── Extrait de texte ──
Publicité

La fin des aides covid signe la mort des sociétés «zombies»

Le nombre de faillites en Suisse a sensiblement augmenté en 2022. Plus qu’une déferlante, le phénomène traduit un retour à la normale après un creux de deux ans dû au covid. Décryptage

Le commerce de détail figure parmi les secteurs fragilisés par la fin des aides covid (image d'illustration). — © Alain GUILHOT / Alain Guilhot
Le commerce de détail figure parmi les secteurs fragilisés par la fin des aides covid (image d'illustration). — © Alain GUILHOT / Alain Guilhot

La Suisse est-elle en train d’être submergée par une vague de défaillances d’entreprises? Les chiffres publiés la semaine passée par l’union des créanciers Creditreform peuvent le laisser penser. Le nombre de faillites a franchi l’an dernier pour la première fois le cap des 10 000, en hausse de 37% à un pic historique de 10 126 unités. Chaque semaine, près de 200 sociétés ont disparu. Ces chiffres impressionnants traduisent cependant des réalités très différentes et exigent un travail d’interprétation.
───
── Données examinées ──
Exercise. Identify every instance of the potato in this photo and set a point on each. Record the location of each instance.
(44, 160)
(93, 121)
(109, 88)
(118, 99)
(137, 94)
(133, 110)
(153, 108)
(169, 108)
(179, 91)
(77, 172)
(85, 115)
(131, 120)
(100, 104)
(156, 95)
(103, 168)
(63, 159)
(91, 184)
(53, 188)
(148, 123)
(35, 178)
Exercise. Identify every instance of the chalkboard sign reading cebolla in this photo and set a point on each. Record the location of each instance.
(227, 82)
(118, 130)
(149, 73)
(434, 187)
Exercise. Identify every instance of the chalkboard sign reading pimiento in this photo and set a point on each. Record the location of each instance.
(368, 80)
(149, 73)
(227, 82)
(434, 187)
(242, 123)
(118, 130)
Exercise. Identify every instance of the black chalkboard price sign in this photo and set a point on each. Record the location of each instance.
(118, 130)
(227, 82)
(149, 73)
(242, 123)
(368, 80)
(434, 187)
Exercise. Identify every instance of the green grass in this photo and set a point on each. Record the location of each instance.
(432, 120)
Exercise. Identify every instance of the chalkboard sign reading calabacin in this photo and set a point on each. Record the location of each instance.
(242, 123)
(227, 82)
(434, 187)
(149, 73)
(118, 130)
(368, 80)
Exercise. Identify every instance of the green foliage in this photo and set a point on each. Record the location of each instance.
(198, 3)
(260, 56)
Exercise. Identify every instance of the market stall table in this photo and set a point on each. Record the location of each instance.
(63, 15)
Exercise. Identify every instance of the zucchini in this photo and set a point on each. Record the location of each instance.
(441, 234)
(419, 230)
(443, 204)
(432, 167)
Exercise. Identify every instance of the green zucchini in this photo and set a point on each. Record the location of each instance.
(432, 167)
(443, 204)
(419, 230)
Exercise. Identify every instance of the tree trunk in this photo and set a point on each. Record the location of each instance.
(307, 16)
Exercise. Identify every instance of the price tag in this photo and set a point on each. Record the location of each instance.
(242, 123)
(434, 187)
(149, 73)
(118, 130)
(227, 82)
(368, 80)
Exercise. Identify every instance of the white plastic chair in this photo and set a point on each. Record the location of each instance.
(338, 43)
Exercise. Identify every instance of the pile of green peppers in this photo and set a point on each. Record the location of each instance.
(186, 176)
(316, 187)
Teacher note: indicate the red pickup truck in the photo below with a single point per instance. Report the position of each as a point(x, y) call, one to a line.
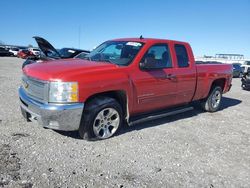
point(122, 81)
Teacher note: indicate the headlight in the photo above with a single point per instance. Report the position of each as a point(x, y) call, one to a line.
point(63, 92)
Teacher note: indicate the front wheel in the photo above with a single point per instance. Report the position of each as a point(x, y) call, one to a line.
point(101, 119)
point(213, 101)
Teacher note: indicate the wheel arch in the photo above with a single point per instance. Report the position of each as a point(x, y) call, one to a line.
point(119, 95)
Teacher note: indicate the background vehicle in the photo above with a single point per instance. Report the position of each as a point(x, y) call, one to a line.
point(246, 67)
point(237, 70)
point(4, 52)
point(131, 80)
point(24, 54)
point(245, 80)
point(50, 53)
point(82, 55)
point(35, 51)
point(14, 51)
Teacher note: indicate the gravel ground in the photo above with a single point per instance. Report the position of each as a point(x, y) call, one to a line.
point(194, 149)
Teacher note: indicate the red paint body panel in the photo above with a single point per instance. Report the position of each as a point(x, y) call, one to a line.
point(145, 90)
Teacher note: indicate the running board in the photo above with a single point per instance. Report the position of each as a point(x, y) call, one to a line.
point(150, 117)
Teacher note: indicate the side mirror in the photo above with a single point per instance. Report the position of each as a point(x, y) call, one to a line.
point(146, 65)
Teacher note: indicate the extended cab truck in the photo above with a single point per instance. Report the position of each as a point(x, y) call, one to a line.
point(121, 81)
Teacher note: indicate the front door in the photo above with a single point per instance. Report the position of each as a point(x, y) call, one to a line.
point(155, 82)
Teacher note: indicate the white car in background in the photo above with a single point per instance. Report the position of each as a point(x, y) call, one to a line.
point(245, 67)
point(35, 51)
point(14, 51)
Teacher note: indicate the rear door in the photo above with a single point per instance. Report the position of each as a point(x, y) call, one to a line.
point(156, 86)
point(185, 72)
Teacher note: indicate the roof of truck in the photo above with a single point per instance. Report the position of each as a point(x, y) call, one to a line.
point(146, 40)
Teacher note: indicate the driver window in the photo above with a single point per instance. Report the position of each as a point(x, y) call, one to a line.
point(158, 56)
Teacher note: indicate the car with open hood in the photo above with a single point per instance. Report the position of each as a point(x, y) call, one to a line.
point(49, 52)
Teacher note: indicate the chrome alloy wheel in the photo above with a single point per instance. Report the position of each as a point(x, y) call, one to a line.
point(216, 98)
point(106, 123)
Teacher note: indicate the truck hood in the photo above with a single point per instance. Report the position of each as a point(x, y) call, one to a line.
point(65, 69)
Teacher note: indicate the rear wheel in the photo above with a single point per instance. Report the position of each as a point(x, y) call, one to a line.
point(101, 119)
point(213, 101)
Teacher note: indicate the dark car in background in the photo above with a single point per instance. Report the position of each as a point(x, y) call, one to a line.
point(237, 70)
point(5, 52)
point(50, 53)
point(25, 53)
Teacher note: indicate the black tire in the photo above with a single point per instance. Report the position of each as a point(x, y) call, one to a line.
point(90, 116)
point(210, 104)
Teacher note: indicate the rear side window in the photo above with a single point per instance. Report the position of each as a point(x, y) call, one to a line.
point(182, 56)
point(158, 56)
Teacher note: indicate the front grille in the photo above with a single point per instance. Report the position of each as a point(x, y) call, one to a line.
point(36, 89)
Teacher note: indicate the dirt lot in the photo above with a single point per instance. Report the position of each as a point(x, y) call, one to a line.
point(194, 149)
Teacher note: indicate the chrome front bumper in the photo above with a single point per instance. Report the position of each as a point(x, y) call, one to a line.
point(65, 117)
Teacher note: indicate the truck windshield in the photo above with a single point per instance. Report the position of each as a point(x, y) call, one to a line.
point(116, 52)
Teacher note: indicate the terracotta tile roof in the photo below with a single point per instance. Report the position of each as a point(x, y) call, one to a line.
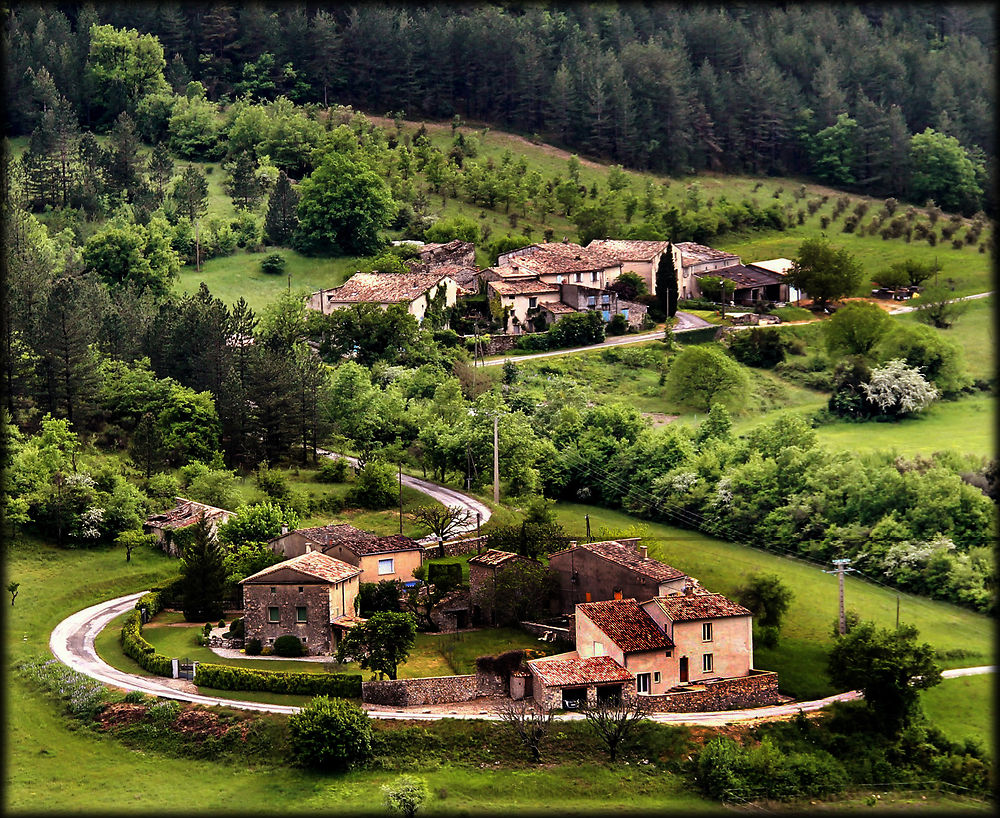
point(559, 257)
point(629, 557)
point(522, 287)
point(312, 563)
point(494, 557)
point(557, 307)
point(382, 288)
point(692, 253)
point(629, 250)
point(561, 672)
point(774, 266)
point(743, 276)
point(360, 542)
point(186, 513)
point(699, 606)
point(626, 624)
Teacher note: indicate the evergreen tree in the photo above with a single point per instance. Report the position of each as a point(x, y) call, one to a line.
point(243, 185)
point(203, 576)
point(282, 215)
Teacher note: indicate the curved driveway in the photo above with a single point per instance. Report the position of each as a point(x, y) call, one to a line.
point(72, 643)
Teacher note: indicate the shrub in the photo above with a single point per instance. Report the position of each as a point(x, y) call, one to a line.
point(273, 263)
point(618, 325)
point(405, 795)
point(332, 470)
point(223, 677)
point(288, 646)
point(375, 486)
point(330, 734)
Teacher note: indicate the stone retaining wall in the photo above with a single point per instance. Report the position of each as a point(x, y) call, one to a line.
point(432, 690)
point(563, 634)
point(758, 689)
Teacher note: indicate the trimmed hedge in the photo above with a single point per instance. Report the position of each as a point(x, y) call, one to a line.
point(222, 677)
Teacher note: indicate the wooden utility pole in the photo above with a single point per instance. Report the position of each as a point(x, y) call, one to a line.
point(841, 569)
point(496, 459)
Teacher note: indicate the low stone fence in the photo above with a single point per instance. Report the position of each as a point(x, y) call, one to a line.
point(432, 690)
point(757, 689)
point(548, 631)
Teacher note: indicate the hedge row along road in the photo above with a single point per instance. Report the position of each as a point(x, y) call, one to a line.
point(72, 643)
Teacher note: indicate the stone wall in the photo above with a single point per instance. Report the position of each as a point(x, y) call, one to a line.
point(563, 634)
point(757, 689)
point(432, 690)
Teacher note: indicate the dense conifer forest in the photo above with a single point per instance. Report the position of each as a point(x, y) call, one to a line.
point(836, 93)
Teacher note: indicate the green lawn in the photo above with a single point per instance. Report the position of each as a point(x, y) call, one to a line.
point(800, 657)
point(963, 708)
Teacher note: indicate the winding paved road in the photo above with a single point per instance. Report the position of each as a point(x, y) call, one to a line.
point(72, 643)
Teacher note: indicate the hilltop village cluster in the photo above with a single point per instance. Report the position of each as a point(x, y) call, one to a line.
point(541, 283)
point(636, 625)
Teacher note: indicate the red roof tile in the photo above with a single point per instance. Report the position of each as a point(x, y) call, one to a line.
point(626, 624)
point(629, 249)
point(700, 606)
point(312, 563)
point(596, 670)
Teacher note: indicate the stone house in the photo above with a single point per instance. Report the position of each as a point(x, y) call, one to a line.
point(394, 557)
point(310, 596)
point(684, 642)
point(612, 569)
point(640, 257)
point(483, 571)
point(416, 291)
point(183, 515)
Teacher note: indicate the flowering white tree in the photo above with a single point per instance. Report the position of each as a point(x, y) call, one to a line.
point(898, 389)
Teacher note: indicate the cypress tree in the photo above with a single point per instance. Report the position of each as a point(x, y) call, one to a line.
point(282, 218)
point(203, 576)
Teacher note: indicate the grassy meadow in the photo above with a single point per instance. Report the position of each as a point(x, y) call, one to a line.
point(800, 657)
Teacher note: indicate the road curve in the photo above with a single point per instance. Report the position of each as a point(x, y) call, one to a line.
point(72, 643)
point(443, 495)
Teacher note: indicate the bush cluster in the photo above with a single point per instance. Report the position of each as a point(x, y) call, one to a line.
point(222, 677)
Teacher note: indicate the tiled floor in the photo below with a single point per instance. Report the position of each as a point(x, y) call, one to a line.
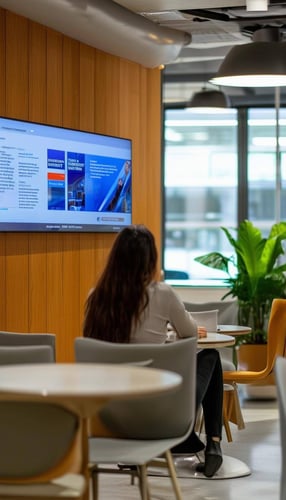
───
▶ _Questions et exercices_:
a - Recopiez, dans l'article sur les faillites en Suisse, le passage qui s'ouvre sur les mots « La Suisse est-elle » et s'achève sur « un travail d’interprétation. ».
b - Répondez aux questions suivantes d'après l'article sur les faillites en Suisse :
(i) Quel secteur est présenté comme fragilisé par la fin des aides covid ?
(ii) Quel organisme a publié les chiffres sur les faillites ?
(iii) Combien de faillites ont été recensées l'an dernier ?

▶ _Réponses par exercice_:
a -
La Suisse est-elle en train d’être submergée par une vague de défaillances d’entreprises? Les chiffres publiés la semaine passée par l’union des créanciers Creditreform peuvent le laisser penser. Le nombre de faillites a franchi l’an dernier pour la première fois le cap des 10 000, en hausse de 37% à un pic historique de 10 126 unités. Chaque semaine, près de 200 sociétés ont disparu. Ces chiffres impressionnants traduisent cependant des réalités très différentes et exigent un travail d’interprétation.

b -
(i) Le commerce de détail.
(ii) L'union des créanciers Creditreform.
(iii) 10 126.